**EXTRACTED TEXT**
/---
I've exported with EditThisCookies
and also with Get cookies
(using default settings) on chrome but still not working.
Either should work fine. set_cookies
should raise an exception if your cookies are invalid, so if it doesn't, your cookies are fine
Either should work fine.
set_cookies
should raise an exception if your cookies are invalid, so if it doesn't, your cookies are fine
I'm starting to suspect that there has been some change on fb because as you say my cookies are correct. Could you describe the steps that occur during the extraction of comments? I would like to try to solve the problem.
Sure. Here's the relevant function - extract_comments_full in extractors.py
https://github.com/kevinzg/facebook-scraper/blob/10ad8b47ad15b175bb474311c3c4e7860b6da5de/facebook_scraper/extractors.py#L1143
This function handles identifying the comments area and paginating through comments. For each comment, this function calls the extract_comment_with_replies function:
https://github.com/kevinzg/facebook-scraper/blob/10ad8b47ad15b175bb474311c3c4e7860b6da5de/facebook_scraper/extractors.py#L1120
This function calls the parse_comment function to parse the top level comment:
https://github.com/kevinzg/facebook-scraper/blob/10ad8b47ad15b175bb474311c3c4e7860b6da5de/facebook_scraper/extractors.py#L1008
If there are replies (as detected by this selector - https://github.com/kevinzg/facebook-scraper/blob/10ad8b47ad15b175bb474311c3c4e7860b6da5de/facebook_scraper/extractors.py#L1127), extract_comment_with_replies calls extract_comment_replies:
https://github.com/kevinzg/facebook-scraper/blob/10ad8b47ad15b175bb474311c3c4e7860b6da5de/facebook_scraper/extractors.py#L1097
For each reply, parse_comment is called to parse the reply comment
Hope that helps!
\---
**DATASET**
/---
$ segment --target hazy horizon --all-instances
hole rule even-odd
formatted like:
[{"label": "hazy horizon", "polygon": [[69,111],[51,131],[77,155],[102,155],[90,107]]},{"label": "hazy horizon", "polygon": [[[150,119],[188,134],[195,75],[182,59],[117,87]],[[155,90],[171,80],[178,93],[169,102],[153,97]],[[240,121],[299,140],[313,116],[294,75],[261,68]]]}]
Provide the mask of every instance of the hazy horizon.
\---
/---
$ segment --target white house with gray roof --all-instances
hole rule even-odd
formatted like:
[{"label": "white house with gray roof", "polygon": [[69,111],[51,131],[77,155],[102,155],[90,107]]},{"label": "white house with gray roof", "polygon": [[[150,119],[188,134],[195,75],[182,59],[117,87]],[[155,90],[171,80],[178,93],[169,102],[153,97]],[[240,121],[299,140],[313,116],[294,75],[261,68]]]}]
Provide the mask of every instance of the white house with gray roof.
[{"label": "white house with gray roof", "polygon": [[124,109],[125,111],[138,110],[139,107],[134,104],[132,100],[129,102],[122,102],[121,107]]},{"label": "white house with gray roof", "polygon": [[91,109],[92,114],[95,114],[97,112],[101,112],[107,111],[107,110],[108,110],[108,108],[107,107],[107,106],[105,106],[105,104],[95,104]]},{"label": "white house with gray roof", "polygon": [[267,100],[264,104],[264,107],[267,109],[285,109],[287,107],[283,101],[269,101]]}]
\---
/---
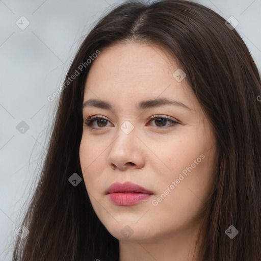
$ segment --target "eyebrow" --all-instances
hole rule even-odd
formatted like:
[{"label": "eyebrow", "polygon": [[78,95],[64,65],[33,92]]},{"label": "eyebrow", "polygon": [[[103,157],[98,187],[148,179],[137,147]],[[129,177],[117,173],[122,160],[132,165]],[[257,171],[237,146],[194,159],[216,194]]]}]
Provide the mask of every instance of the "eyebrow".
\---
Check each statement against the thread about extracting Facebook comments and answer yes or no, quoting the words from the thread that decide it. 1. The function extract_comments_full is located in extractors.py. 2. set_cookies should raise an exception when the cookies are valid. 3. parse_comment is used only for top-level comments and not for replies.

1. Yes: "extract_comments_full in extractors.py"
2. No: "should raise an exception if your cookies are invalid"
3. No: "For each reply, parse_comment is called to parse the reply comment"